(PROBLEM TO WORK ON):
Go through the records, and copy each line in which the string "yellow" is present.

^^^^

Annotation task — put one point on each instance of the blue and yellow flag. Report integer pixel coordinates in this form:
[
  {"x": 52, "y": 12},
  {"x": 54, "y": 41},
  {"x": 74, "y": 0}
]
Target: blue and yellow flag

^^^^

(YOUR SOLUTION):
Annotation task — put one point on each instance of the blue and yellow flag. Report integer pixel coordinates in this form:
Target: blue and yellow flag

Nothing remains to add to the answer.